▸ **THE DATA**
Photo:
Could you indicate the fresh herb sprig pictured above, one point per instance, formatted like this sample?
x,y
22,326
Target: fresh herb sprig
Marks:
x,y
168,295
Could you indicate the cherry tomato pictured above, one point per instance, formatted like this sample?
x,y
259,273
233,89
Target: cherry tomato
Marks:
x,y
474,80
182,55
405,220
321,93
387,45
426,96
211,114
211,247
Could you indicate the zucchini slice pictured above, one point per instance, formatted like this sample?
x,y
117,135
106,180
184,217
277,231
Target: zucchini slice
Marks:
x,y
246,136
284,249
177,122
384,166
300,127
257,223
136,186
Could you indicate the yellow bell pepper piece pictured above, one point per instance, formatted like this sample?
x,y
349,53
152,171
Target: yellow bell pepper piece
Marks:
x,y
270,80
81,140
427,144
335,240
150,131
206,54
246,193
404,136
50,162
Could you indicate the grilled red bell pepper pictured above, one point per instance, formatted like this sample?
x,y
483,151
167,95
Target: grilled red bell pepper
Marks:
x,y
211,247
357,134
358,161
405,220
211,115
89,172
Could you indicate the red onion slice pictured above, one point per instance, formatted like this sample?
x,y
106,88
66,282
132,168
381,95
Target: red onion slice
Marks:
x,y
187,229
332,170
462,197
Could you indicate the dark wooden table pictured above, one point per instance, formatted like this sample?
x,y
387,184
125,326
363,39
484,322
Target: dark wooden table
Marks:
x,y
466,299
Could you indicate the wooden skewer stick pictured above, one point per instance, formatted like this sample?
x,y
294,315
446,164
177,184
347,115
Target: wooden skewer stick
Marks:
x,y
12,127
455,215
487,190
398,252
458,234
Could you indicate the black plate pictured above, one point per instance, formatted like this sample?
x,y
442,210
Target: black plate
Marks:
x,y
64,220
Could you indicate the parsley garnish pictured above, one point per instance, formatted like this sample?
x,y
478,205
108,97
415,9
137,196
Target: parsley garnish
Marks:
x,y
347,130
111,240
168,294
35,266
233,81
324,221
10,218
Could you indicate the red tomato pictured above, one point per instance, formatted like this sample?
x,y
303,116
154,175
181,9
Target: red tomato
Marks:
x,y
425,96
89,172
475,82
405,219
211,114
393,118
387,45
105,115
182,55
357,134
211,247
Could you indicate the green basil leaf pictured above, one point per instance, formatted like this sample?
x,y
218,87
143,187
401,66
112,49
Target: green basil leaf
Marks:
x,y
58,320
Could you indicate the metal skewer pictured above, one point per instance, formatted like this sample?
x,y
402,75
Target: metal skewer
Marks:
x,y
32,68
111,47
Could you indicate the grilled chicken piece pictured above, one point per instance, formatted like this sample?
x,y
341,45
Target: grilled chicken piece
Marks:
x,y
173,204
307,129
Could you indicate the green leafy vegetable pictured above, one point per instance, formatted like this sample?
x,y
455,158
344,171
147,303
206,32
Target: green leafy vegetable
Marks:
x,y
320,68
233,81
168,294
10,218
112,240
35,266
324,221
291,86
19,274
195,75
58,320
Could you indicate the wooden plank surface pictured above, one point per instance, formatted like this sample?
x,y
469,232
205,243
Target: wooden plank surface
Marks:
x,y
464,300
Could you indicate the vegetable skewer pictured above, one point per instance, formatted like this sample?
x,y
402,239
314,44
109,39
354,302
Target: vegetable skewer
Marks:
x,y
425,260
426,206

▸ **EXERCISE DESCRIPTION**
Count every line of the records that holds the string "dark". Write only the total.

▸ **SOLUTION BELOW**
2